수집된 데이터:
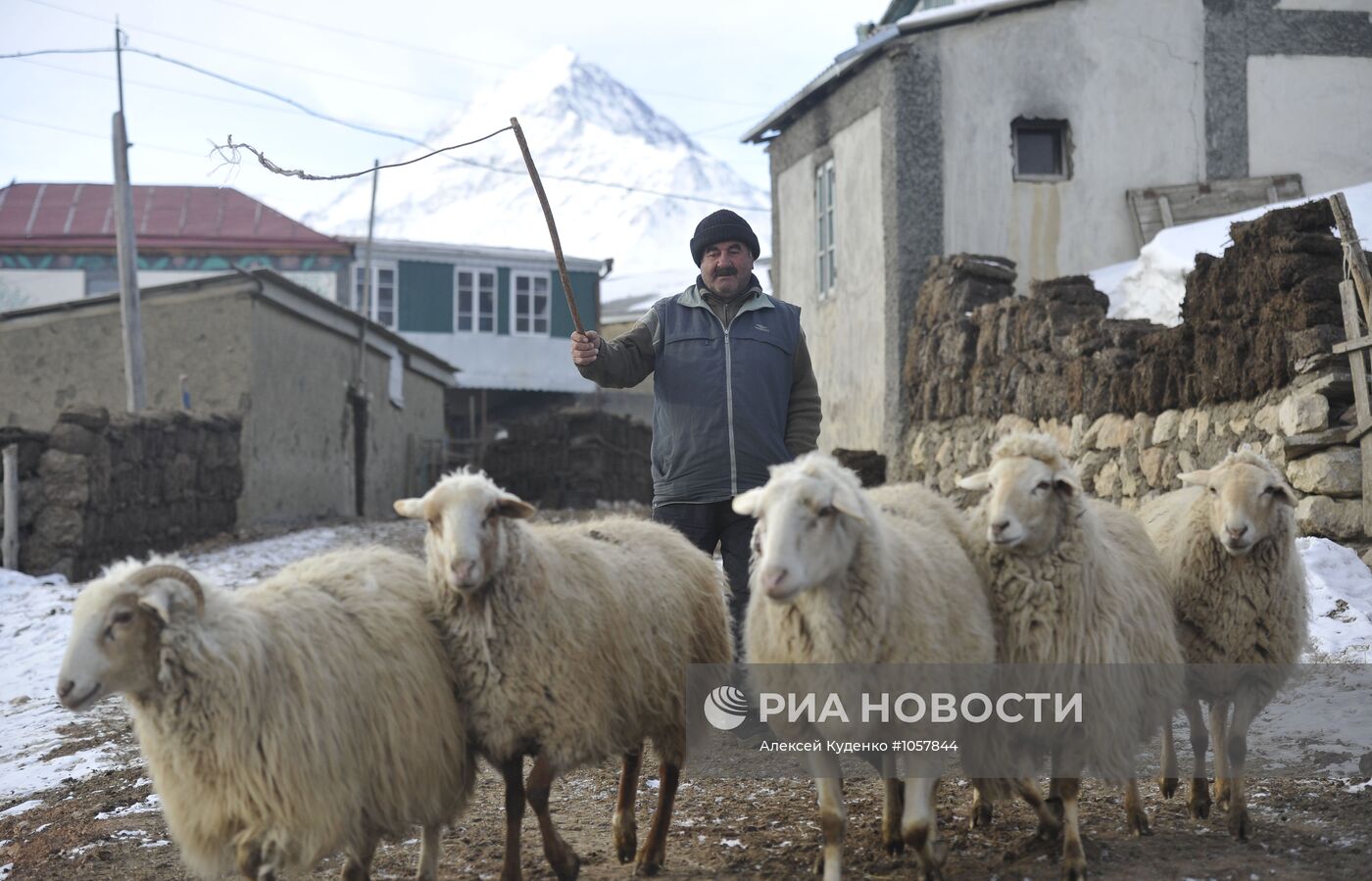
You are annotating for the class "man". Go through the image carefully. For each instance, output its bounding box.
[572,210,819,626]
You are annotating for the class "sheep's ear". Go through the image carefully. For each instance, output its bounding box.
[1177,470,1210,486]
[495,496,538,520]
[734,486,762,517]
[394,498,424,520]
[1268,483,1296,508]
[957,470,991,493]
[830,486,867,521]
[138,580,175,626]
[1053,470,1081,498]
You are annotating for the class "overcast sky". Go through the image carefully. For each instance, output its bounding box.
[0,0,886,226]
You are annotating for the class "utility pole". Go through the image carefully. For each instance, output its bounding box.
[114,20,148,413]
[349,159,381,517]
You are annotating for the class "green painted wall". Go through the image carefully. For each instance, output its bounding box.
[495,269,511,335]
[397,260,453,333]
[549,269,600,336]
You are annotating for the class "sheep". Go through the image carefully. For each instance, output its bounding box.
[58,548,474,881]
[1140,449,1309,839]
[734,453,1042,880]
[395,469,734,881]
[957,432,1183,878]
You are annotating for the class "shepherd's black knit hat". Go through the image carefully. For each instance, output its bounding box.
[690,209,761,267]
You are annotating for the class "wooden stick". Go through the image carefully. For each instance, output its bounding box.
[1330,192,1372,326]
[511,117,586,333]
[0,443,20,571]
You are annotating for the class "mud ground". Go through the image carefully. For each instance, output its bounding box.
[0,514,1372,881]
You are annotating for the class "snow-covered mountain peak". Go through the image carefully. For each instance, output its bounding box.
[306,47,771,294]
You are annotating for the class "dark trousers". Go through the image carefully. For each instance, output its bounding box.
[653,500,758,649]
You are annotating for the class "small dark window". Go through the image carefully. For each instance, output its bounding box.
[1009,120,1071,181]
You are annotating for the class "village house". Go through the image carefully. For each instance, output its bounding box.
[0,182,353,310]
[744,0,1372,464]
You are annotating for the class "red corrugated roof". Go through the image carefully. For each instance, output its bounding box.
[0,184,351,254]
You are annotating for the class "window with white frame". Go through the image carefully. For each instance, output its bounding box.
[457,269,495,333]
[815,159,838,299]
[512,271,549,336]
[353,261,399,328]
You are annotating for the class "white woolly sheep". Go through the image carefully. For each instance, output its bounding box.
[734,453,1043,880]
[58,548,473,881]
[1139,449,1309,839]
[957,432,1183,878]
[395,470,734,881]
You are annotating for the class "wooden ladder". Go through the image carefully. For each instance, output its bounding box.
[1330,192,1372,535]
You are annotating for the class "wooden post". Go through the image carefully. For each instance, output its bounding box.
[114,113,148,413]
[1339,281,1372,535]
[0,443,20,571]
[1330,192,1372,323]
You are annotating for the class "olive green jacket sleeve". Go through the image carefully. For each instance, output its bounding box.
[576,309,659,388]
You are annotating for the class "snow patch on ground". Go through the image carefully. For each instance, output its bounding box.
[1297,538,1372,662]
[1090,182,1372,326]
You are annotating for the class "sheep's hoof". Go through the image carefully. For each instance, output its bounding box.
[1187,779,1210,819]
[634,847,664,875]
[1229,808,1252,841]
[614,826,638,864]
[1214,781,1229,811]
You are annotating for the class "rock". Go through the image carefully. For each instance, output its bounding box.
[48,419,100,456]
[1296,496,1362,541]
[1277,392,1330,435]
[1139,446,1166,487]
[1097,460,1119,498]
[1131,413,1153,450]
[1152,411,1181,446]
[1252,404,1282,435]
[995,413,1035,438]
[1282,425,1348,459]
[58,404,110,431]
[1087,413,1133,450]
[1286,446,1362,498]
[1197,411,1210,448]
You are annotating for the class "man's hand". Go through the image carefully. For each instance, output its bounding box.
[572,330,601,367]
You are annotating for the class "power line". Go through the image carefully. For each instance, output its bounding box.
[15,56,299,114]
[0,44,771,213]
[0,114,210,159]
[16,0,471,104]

● 주어진 과제: 위 기록에서 문자열 "green"이 들어 있는 줄을 빠짐없이 옮겨 반환하세요. 대문자와 소문자는 서로 다른 것으로 봅니다.

● 완성된 답변:
You are annotating for the class "green painted wall". Go through the image carefully. For each instance, output its bounding box.
You are annotating for the class "olive green jacket sleeve". Go through the image carefully. For each instance, output its bounding box.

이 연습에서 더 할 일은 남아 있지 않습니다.